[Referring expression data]
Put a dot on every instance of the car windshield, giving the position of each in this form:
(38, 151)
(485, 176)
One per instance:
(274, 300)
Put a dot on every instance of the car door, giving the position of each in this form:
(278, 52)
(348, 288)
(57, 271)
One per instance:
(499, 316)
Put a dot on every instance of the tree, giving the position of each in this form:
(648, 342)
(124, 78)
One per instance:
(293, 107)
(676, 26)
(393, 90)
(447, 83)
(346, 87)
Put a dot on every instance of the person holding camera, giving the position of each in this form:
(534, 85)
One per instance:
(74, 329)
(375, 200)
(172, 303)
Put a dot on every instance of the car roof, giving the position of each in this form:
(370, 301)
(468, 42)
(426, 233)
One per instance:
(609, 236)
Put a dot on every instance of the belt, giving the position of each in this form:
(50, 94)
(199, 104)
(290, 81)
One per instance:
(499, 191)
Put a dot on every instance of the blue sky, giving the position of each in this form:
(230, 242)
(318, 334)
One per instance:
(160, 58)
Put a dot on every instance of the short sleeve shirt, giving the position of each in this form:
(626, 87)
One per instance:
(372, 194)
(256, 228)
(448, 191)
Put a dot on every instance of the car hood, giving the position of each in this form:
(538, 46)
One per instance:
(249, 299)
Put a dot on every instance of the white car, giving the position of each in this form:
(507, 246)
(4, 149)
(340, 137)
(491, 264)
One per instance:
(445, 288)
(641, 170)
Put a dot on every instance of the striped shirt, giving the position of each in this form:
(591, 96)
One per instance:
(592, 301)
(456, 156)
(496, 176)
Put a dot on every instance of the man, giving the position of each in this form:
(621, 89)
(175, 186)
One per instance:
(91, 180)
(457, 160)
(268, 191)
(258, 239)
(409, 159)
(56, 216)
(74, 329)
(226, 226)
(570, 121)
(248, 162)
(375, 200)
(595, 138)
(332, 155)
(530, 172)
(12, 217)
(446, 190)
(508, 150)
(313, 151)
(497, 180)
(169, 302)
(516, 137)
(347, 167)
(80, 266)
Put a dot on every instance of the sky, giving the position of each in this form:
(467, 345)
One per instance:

Exercise directions: All the entries above must be repeated exactly as they were given.

Written solution:
Put a dot on every instance of the car windshield, giving the position of each in this form:
(38, 151)
(485, 176)
One per instance:
(274, 300)
Put a dot on every instance of the car door, giving the position of each in this form:
(278, 52)
(348, 288)
(57, 271)
One per instance:
(499, 316)
Put a dot on every instance of the tree, giving the position of each in this form:
(648, 342)
(124, 78)
One per instance:
(293, 107)
(676, 26)
(393, 90)
(447, 83)
(346, 87)
Put a dot on every instance of the person holding camera, giving the position of each in this form:
(534, 85)
One per instance:
(74, 329)
(375, 200)
(172, 303)
Put a dot on every instance of the car roof, giving the position of each in this form:
(370, 301)
(468, 42)
(426, 233)
One per instance:
(609, 236)
Put a dot on every instance of the belt, giving the position of each in this form:
(50, 94)
(199, 104)
(290, 81)
One per instance:
(499, 191)
Put a dot on every instance of the blue sky, giving the position of each in this form:
(230, 242)
(318, 334)
One per instance:
(160, 58)
Put a dot on every instance of the short sleeve shirt, giving the position of each in this form:
(626, 87)
One per instance:
(372, 194)
(256, 228)
(448, 191)
Put a dot on every instance of the car hood, giving the position of each in this form:
(538, 46)
One per instance:
(249, 299)
Put a dot on every instance of the white car, giving the position of each in this form:
(507, 246)
(4, 149)
(340, 137)
(491, 264)
One per instance:
(445, 288)
(641, 170)
Put a dot on every instance of the striped shirt, giving the position of each in this form:
(591, 96)
One per instance:
(592, 301)
(456, 156)
(496, 176)
Put a dot on every instance of the man, giving the position of each in this form:
(621, 89)
(175, 186)
One per instance:
(91, 180)
(457, 160)
(268, 191)
(258, 239)
(409, 159)
(56, 216)
(74, 329)
(226, 226)
(570, 121)
(248, 162)
(375, 200)
(595, 138)
(332, 155)
(530, 172)
(12, 217)
(446, 190)
(508, 150)
(313, 151)
(497, 180)
(169, 302)
(516, 137)
(347, 167)
(80, 266)
Put a dot on every instance of the sky, giving the position of each in this form:
(467, 345)
One per instance:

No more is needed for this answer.